Write only the number of lines in the entries below that contain the word "soldier".

=== Begin Enclosure ===

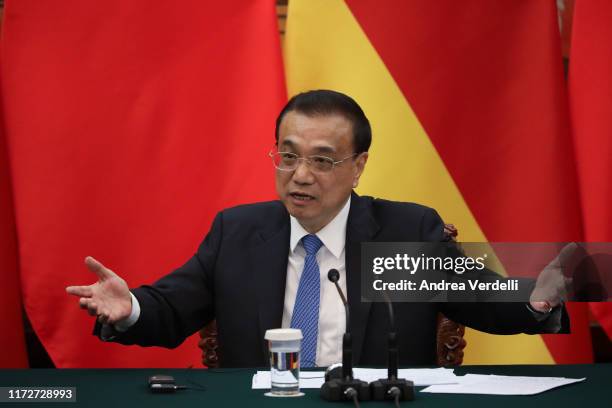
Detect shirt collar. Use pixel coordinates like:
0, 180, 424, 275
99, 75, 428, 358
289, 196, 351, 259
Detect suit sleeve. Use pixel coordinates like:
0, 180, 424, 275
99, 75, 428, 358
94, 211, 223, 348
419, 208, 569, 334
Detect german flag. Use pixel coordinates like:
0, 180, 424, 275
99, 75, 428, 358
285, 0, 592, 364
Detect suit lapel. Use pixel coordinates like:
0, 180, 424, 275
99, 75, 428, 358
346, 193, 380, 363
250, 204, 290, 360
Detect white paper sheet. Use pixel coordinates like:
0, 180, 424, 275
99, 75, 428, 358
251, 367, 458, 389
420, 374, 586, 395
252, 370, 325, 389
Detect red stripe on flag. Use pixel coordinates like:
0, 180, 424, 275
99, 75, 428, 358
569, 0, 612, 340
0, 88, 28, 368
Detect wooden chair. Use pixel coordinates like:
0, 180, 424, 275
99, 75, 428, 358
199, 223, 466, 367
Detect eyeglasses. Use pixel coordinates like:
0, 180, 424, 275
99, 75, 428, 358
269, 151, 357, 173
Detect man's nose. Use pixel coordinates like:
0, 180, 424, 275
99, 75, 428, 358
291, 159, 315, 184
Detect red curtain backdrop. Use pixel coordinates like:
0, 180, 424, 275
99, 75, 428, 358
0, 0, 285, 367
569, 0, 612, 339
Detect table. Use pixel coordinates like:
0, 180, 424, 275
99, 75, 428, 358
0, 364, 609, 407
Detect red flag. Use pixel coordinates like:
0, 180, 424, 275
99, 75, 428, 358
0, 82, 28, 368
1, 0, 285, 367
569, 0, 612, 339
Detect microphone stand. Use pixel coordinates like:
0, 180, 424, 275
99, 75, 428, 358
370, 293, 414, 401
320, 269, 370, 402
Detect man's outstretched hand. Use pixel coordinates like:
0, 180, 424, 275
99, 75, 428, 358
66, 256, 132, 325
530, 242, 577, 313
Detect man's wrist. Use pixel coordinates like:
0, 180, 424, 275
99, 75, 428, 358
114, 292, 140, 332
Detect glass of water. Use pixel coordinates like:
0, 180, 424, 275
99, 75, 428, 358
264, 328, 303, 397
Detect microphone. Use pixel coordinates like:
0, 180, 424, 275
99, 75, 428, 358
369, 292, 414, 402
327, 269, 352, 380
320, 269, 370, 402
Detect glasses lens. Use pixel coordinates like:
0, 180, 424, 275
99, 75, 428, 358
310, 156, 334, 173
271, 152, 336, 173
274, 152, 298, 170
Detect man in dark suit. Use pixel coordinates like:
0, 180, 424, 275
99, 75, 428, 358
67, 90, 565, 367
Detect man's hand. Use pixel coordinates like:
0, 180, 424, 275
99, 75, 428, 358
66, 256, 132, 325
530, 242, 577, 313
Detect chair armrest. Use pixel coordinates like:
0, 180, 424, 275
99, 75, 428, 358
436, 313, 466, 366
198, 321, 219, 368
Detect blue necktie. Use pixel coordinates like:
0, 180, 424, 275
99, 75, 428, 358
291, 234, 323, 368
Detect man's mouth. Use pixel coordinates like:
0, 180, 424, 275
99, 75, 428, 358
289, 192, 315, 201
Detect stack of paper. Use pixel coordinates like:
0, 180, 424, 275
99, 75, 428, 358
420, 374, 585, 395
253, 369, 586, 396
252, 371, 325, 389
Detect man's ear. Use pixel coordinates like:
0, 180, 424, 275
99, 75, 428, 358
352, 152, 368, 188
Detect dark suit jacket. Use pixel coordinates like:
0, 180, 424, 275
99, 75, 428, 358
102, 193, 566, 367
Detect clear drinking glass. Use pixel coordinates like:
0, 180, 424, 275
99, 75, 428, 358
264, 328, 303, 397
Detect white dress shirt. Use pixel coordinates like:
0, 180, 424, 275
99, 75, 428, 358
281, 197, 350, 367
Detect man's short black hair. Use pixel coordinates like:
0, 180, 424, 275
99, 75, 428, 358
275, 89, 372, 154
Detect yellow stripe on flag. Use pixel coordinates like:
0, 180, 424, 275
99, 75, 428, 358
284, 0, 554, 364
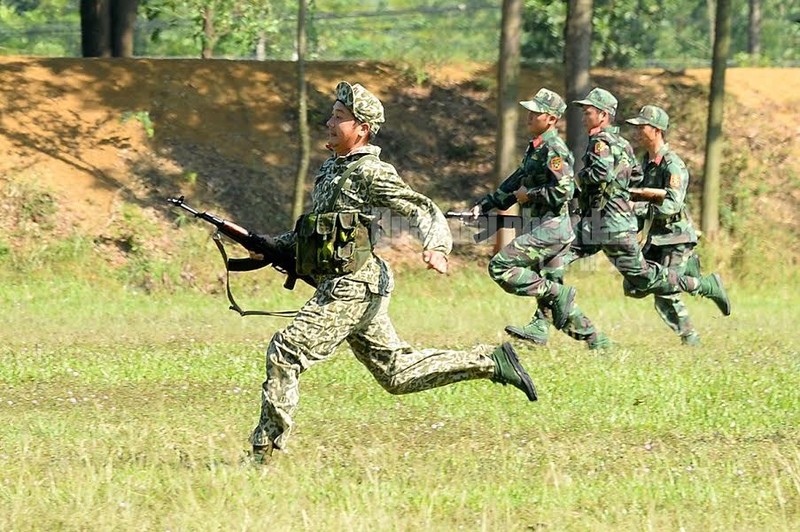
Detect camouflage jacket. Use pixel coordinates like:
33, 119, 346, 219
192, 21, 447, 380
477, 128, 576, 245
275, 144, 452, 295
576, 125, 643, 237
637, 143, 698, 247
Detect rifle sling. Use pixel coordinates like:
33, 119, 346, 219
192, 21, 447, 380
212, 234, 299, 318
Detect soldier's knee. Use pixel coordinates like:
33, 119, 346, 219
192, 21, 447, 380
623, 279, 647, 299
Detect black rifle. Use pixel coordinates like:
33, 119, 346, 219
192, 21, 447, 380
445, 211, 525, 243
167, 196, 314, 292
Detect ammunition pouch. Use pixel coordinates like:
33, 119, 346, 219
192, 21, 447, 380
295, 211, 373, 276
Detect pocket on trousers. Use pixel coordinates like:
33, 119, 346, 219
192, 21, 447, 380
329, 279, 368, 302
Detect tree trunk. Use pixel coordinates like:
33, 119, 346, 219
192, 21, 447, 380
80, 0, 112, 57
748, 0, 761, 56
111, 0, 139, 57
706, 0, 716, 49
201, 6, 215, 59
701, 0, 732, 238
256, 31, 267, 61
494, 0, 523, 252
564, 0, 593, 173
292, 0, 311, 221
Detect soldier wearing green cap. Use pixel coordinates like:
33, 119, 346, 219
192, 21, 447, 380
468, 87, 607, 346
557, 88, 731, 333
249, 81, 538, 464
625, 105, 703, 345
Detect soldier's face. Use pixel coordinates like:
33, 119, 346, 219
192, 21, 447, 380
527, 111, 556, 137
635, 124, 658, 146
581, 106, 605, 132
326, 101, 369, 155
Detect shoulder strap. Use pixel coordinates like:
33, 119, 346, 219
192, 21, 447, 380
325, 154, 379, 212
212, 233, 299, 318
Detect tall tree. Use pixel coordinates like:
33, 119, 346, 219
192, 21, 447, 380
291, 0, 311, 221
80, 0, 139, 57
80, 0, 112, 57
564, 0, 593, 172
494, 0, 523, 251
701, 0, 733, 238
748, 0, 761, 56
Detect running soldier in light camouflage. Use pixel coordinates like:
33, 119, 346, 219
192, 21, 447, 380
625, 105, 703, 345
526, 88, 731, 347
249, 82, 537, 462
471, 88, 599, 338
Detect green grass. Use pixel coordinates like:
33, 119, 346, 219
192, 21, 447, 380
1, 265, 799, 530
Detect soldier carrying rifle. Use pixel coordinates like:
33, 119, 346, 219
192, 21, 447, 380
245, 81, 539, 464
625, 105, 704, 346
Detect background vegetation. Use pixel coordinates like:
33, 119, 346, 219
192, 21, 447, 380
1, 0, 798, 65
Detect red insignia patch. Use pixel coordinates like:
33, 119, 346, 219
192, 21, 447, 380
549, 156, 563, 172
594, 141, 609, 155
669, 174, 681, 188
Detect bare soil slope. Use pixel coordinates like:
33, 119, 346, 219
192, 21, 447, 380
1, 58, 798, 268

=== End Enclosure ===

Written solution | 5